DATASET RECORDS
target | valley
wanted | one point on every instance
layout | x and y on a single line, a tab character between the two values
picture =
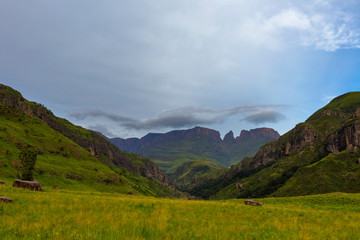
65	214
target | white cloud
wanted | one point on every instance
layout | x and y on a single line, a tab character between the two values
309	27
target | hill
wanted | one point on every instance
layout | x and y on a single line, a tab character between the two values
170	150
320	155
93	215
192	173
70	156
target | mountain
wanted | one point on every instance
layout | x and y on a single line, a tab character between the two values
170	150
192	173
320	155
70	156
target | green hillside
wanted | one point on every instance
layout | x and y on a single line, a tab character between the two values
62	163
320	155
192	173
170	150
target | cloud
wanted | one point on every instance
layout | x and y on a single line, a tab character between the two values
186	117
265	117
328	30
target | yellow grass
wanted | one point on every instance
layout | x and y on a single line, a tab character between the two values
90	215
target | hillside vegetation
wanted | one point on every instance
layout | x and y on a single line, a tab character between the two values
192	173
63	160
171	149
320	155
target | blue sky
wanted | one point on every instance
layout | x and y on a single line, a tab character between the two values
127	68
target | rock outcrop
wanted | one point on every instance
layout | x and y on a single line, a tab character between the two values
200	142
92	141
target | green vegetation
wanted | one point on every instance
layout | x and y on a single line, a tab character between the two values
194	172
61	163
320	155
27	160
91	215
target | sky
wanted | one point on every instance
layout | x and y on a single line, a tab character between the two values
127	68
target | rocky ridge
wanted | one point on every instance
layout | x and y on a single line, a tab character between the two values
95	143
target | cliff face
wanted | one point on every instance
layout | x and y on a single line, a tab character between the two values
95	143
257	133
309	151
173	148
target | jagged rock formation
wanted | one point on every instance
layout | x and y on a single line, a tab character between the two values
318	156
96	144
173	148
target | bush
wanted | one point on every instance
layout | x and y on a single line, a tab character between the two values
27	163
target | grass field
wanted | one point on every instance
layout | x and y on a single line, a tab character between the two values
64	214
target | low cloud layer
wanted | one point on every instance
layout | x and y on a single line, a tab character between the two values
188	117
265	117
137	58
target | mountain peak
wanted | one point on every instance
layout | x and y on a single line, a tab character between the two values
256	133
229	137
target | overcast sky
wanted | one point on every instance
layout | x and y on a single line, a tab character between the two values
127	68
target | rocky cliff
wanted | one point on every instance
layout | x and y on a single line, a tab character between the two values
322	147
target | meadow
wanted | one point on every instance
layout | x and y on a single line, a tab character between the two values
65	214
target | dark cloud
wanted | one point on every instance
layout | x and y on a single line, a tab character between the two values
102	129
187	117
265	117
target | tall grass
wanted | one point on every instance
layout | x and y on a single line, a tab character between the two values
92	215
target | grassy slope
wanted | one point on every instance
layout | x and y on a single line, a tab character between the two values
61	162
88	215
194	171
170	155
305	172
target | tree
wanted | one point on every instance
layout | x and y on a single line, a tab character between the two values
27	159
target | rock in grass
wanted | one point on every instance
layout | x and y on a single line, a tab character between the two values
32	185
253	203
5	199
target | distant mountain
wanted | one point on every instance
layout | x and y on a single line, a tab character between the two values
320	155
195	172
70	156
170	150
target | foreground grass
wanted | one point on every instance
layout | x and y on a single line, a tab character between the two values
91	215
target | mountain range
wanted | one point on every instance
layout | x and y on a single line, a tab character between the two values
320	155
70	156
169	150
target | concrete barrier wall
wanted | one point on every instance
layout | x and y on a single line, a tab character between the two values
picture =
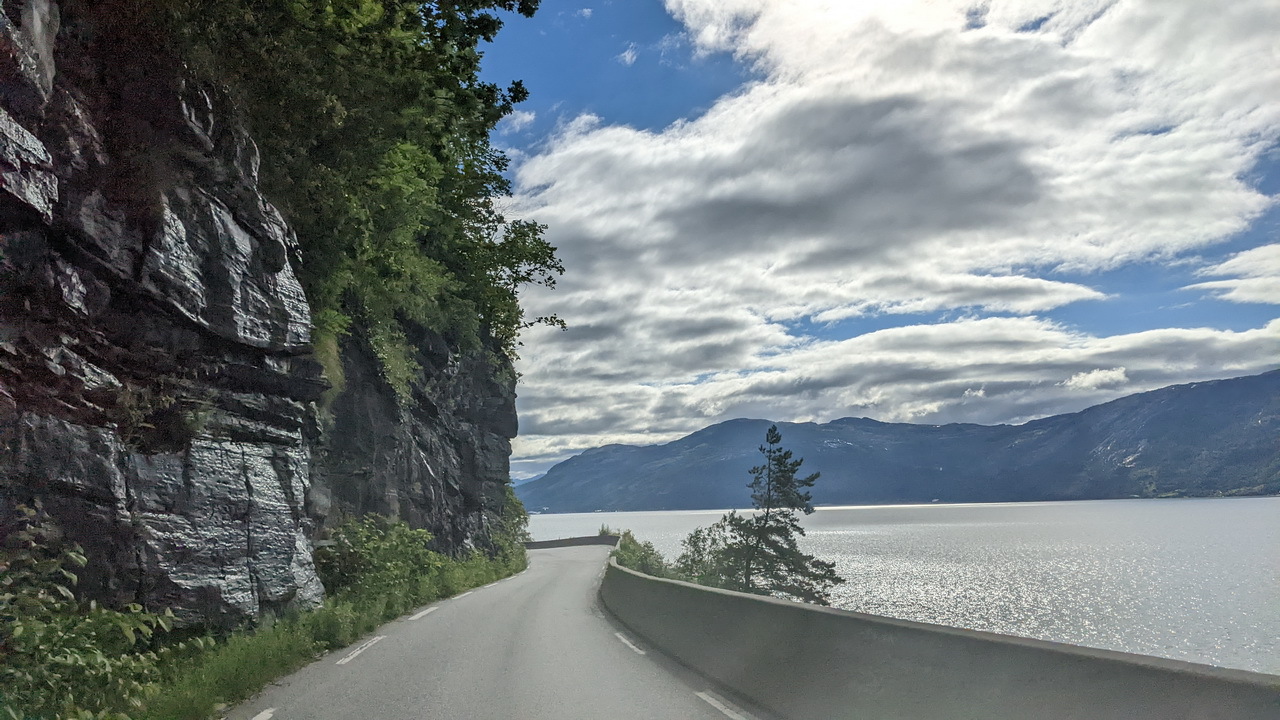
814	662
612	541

WHAT IS NEEDED
Please copy every item above word for word, leaving the pictures out.

EXERCISE SOLUTION
target | valley
wanted | one point on every instance
layout | x and y on a single line, a tab character between the two values
picture =
65	214
target | white cloud
wanted | one point on every instance
layout | x and y on a single line, a tab character between the two values
309	27
target | hill
wanted | one point on every instance
layout | x and y on a single line, a tab character between the two values
170	150
320	155
93	215
192	173
70	156
target | mountain
wanted | one point on every instance
layout | x and y on a single line, a tab character between the two values
170	150
192	173
320	155
70	156
target | green hillside
wanted | one point on every instance
layout | x and y on a single line, a tab character between the two values
62	163
320	155
192	173
170	150
target | cloud
wanted | one point on every instance
layout | x and y on a single line, a tab character between the two values
186	117
265	117
328	30
target | yellow grass
wanted | one point on every instance
layout | x and y on a single line, a tab character between the two values
90	215
target | hillside vegetation
wanted | one point on every instance
layout | x and y on a single line, a tab character between the two values
192	173
63	160
171	149
320	155
target | blue sky
wanted | one point on every instance
layout | x and y on a single line, a tab character between the two values
127	68
target | rock outcrop
wanted | one point on every instance
layout | x and y on a single line, a tab character between the two values
200	142
92	141
target | green vegetation
wanted | one point on every instance
layout | x and y on a single line, a tab character between the two values
194	172
61	163
320	155
27	160
91	215
target | sky
wanted | one point on every instance
layout | x and y on a single line, a tab character between the two values
127	68
target | rocky ridge
wanted | one point on every instance
layout | x and y on a single line, a tab character between the two values
95	143
target | cliff face
wanted | one point on every instance
layout | x and y on a single line, a tab character between the two values
95	143
257	133
309	151
173	148
target | jagged rock formation
wanted | one point on every instance
layout | x and y on a single line, a tab character between the two values
318	156
96	144
173	148
target | bush
wanted | one point on every instance
layout | x and y on a single line, a tab character between the two values
27	163
target | grass field
wanted | one point on every instance
layout | x and y on a single line, a tab character between the two values
64	214
target | low cloud layer
wanted | one point on every instance
layout | x and y on a single line, a tab character between the two values
188	117
265	117
137	58
target | mountain peak
wanted | one point on every instance
layout | x and y on a single line, a tab character between the two values
256	133
229	137
target | overcast sky
wanted | one point on every instance
layout | x and y on a single line, a tab character between the two values
127	68
target | rocky cliff
wanted | one point on every instance
layout | x and y on a single line, a tab character between the two values
322	147
target | meadow
wanted | one point on every instance
layout | x and y on a single line, a tab character between the two values
65	214
target | dark cloud
wanted | one point on every instance
layout | x and y on a single line, a tab character between the two values
102	129
187	117
265	117
target | tall grass
wanted | one point on every instance
layout | x and y on a single line, a tab character between the two values
92	215
target | grassy slope
wanted | one point on every instance
layout | x and y on a single line, a tab character between the two values
61	162
88	215
194	171
170	155
305	172
target | tree
wanted | one point on every instance
layout | x and y on a single line, a tab character between the two values
27	159
target | rock in grass
wanted | one point on every instance
layout | x and y on a single line, a tab character between the two values
32	185
253	203
5	199
target | distant mountain
wanted | one point on every instance
layout | x and y on a single line, a tab character between the two values
320	155
195	172
70	156
170	150
target | foreground grass
wanted | one point on every instance
layout | x and y on a single line, a tab character between the two values
91	215
target | mountain range
wanted | one point on every instance
layout | x and y on a single line, a tab character between the two values
320	155
70	156
169	150
target | concrete barrier wall
wanted | one point on every instance
layout | x and y on a single line, a tab character between the two values
picture =
814	662
612	541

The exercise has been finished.